*Exercise prompt*.
Can you lay out the lines below as a numbered list, leaving out any blank ones?

(Recorded data)
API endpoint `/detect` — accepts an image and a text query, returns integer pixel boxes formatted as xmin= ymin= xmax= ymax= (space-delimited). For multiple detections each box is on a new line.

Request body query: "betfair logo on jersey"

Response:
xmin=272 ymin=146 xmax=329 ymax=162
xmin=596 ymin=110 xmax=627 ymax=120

*Task response*.
1. API endpoint `/detect` — accepts an image and a text query, returns integer pixel boxes formatted as xmin= ymin= xmax= ymax= (space-delimited). For multiple detections each box is on a new line.
2. Request body query: "betfair logo on jersey"
3. Response:
4. xmin=272 ymin=146 xmax=329 ymax=162
5. xmin=596 ymin=110 xmax=627 ymax=120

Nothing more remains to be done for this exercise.